Transcribe word for word the lines spanning the line with "Task: indicate the field" through the end of the records.

Stored records

=====

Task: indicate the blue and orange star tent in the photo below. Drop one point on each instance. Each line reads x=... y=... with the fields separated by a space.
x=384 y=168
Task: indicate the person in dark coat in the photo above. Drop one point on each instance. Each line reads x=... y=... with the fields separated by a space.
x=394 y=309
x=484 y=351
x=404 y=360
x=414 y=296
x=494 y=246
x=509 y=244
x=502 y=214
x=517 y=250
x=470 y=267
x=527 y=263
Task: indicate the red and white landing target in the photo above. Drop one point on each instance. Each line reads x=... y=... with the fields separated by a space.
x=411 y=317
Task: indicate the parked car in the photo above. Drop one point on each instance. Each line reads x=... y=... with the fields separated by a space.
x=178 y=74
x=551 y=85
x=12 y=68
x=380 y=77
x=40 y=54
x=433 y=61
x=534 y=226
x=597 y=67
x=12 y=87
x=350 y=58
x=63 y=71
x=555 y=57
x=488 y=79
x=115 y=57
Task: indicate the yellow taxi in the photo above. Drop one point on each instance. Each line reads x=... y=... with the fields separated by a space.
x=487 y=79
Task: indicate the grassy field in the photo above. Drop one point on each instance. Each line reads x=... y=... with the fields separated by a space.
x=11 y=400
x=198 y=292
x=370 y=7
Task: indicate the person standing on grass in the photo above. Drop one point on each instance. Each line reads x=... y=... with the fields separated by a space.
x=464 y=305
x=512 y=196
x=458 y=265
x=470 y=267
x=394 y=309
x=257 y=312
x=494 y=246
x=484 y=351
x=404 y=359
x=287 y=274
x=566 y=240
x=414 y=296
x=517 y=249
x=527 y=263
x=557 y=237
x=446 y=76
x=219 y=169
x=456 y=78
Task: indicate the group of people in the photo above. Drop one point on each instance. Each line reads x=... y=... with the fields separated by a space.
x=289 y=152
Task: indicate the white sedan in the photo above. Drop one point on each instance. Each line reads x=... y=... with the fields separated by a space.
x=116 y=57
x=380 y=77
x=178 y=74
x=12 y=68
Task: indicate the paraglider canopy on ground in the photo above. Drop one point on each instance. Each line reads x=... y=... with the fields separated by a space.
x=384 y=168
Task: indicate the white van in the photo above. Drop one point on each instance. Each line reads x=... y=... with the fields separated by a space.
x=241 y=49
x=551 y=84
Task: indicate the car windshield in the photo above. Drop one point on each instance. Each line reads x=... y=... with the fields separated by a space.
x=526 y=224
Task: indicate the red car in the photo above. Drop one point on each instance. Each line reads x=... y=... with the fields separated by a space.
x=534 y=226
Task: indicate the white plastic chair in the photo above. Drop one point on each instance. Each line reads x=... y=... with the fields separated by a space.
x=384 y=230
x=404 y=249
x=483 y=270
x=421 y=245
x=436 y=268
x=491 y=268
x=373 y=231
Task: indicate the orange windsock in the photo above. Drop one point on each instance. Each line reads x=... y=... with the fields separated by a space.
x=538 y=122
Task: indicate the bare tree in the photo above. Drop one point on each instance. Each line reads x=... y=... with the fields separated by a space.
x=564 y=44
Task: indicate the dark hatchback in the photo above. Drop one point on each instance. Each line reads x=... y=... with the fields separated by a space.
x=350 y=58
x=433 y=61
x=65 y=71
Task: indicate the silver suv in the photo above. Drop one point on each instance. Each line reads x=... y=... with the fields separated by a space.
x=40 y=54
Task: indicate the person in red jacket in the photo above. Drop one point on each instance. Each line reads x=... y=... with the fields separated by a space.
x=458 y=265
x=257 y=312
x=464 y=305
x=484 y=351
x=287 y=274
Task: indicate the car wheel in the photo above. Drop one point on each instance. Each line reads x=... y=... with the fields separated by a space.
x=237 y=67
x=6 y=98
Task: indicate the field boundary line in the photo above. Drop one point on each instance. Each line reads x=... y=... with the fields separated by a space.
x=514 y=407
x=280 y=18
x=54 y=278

=====

Response area
Task: indicate the field boundary line in the photo above. Drop one point on each instance. Each line reads x=... y=... with the fields separated by a space.
x=514 y=407
x=280 y=18
x=54 y=278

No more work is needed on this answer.